* **Task requirements**: Set down exactly the lines below, from the one containing "In this exercise you will locate the white trim" through the final line, and include no others.

* **Data listing**:

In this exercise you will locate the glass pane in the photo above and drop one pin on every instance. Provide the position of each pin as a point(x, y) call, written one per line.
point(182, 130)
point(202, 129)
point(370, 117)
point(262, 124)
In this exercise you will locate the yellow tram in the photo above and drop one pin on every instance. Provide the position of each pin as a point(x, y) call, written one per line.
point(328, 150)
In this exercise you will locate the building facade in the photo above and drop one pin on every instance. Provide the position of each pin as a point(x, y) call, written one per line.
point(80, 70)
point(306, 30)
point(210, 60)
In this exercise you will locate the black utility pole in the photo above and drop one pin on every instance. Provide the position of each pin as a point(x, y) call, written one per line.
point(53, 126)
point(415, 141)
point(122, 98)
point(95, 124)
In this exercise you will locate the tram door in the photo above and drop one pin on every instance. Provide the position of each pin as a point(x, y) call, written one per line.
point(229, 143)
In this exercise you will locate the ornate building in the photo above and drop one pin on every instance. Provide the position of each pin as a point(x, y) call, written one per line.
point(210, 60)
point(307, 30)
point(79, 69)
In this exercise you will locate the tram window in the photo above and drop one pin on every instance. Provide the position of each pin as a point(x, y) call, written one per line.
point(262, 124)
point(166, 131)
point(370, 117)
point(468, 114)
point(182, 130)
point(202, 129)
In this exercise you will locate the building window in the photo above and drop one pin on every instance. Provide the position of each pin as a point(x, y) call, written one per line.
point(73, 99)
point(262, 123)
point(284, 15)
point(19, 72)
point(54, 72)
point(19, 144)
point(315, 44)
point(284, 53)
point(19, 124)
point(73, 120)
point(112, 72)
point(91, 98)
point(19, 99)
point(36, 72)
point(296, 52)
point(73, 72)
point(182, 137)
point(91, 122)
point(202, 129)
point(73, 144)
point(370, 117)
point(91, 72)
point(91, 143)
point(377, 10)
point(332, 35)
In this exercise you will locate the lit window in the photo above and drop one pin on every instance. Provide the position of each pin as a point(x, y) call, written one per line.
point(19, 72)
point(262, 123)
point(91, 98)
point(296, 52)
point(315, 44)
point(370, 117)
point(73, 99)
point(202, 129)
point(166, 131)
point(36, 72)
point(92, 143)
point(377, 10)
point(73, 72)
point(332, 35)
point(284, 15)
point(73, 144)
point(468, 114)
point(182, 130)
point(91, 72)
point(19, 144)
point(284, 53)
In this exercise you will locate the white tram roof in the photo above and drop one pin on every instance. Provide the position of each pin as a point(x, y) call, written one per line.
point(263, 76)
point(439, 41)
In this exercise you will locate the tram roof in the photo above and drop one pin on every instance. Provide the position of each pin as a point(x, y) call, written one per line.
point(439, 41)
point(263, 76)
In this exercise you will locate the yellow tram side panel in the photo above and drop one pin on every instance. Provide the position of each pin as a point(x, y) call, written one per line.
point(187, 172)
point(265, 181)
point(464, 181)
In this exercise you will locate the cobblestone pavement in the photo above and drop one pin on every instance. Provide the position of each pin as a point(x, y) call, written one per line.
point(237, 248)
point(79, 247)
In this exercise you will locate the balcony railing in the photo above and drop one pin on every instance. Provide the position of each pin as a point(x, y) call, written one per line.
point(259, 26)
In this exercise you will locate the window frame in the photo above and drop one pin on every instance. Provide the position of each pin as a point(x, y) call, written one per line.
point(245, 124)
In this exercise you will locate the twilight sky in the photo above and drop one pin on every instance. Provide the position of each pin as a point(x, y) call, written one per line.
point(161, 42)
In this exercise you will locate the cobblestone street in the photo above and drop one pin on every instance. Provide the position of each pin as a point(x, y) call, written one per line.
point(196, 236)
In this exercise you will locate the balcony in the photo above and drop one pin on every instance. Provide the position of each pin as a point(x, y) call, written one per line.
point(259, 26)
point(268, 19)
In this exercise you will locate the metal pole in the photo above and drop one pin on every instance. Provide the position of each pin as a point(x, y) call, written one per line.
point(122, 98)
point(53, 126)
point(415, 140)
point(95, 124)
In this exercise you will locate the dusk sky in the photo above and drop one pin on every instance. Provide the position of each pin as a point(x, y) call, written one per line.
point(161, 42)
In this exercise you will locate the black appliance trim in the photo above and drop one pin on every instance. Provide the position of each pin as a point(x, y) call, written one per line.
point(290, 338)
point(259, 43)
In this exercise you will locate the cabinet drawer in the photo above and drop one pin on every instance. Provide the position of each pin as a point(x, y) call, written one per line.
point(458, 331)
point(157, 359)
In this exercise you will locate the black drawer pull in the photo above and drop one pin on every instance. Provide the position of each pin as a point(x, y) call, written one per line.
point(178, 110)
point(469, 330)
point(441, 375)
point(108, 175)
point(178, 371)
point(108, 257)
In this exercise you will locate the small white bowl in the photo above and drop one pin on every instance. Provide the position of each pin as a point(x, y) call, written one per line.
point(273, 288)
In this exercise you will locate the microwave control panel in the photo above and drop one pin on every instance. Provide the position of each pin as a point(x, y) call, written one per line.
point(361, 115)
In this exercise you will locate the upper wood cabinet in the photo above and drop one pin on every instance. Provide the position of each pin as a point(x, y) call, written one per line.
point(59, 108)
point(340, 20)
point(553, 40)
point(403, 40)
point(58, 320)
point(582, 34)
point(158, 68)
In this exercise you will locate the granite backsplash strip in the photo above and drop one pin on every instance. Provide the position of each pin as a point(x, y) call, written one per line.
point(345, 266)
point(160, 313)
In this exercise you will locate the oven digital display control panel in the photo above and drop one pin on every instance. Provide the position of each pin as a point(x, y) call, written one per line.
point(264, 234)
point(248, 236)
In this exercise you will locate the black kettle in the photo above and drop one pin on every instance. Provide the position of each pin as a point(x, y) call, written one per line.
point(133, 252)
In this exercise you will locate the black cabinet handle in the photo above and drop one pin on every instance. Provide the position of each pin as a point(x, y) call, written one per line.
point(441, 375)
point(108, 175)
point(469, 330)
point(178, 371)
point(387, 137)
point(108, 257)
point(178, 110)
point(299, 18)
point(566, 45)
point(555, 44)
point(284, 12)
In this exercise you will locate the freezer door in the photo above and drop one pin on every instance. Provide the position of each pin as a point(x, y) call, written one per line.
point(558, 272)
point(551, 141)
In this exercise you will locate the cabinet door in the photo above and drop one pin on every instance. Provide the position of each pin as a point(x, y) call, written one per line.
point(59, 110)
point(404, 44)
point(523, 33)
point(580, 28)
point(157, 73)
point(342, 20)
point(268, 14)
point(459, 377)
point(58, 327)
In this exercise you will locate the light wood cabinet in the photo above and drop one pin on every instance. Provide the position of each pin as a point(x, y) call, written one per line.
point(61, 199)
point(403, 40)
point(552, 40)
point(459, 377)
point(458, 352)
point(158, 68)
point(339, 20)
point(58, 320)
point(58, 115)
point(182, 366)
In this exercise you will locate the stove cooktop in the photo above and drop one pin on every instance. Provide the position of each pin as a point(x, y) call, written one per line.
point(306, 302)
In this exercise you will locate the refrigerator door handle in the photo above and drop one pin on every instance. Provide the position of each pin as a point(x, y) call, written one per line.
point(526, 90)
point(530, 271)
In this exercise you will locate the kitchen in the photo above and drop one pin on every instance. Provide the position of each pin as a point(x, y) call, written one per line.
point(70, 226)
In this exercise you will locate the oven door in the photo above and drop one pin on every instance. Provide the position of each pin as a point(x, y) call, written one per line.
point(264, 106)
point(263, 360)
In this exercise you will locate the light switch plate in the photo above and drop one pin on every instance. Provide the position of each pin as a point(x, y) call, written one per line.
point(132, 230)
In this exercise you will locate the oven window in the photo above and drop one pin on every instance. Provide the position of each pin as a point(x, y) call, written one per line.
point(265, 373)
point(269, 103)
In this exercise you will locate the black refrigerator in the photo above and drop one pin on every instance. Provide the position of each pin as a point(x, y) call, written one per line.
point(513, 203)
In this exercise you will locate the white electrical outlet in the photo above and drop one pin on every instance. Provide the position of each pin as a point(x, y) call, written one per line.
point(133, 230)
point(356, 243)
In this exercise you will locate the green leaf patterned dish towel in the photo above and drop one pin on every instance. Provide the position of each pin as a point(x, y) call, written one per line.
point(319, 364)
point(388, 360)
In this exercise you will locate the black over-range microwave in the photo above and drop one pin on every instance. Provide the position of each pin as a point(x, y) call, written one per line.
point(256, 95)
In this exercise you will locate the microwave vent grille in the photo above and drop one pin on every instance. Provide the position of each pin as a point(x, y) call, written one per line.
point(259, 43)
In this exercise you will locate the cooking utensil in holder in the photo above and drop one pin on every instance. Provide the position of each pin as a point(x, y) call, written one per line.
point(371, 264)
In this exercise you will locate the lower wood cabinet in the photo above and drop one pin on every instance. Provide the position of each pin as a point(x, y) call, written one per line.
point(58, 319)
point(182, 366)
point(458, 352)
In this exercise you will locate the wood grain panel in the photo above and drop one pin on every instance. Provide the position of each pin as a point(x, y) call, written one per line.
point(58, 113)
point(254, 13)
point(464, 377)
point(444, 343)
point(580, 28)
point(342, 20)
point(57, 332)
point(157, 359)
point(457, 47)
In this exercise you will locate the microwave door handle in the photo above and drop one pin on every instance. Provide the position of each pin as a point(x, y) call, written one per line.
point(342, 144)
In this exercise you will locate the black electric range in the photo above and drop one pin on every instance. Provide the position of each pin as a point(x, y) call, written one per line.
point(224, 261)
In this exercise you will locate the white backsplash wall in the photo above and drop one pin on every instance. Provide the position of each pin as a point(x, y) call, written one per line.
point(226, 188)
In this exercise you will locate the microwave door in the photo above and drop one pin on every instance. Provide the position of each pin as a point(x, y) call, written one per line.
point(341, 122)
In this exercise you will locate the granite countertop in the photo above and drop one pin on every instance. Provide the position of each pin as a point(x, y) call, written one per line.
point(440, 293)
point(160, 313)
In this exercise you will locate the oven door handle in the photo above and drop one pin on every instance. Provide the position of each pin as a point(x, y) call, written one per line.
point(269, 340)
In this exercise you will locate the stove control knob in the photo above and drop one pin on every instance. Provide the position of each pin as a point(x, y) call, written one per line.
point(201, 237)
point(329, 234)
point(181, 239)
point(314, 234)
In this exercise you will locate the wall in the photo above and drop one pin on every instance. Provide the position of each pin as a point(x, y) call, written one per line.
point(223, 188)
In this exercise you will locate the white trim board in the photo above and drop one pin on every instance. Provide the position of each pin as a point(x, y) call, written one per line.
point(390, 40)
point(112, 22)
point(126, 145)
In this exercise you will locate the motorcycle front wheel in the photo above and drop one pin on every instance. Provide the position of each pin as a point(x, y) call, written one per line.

* **Answer box**:
In this exercise you will locate the white trim board in the photo above and drop one pin on every instance. Provide the position of each pin as a point(x, y) call, written one per line.
point(390, 40)
point(112, 22)
point(126, 145)
In this exercise you will locate the motorcycle front wheel in the photo above and drop one pin on every instance. Provide the position of each pin as a point(x, y) call, written one per line.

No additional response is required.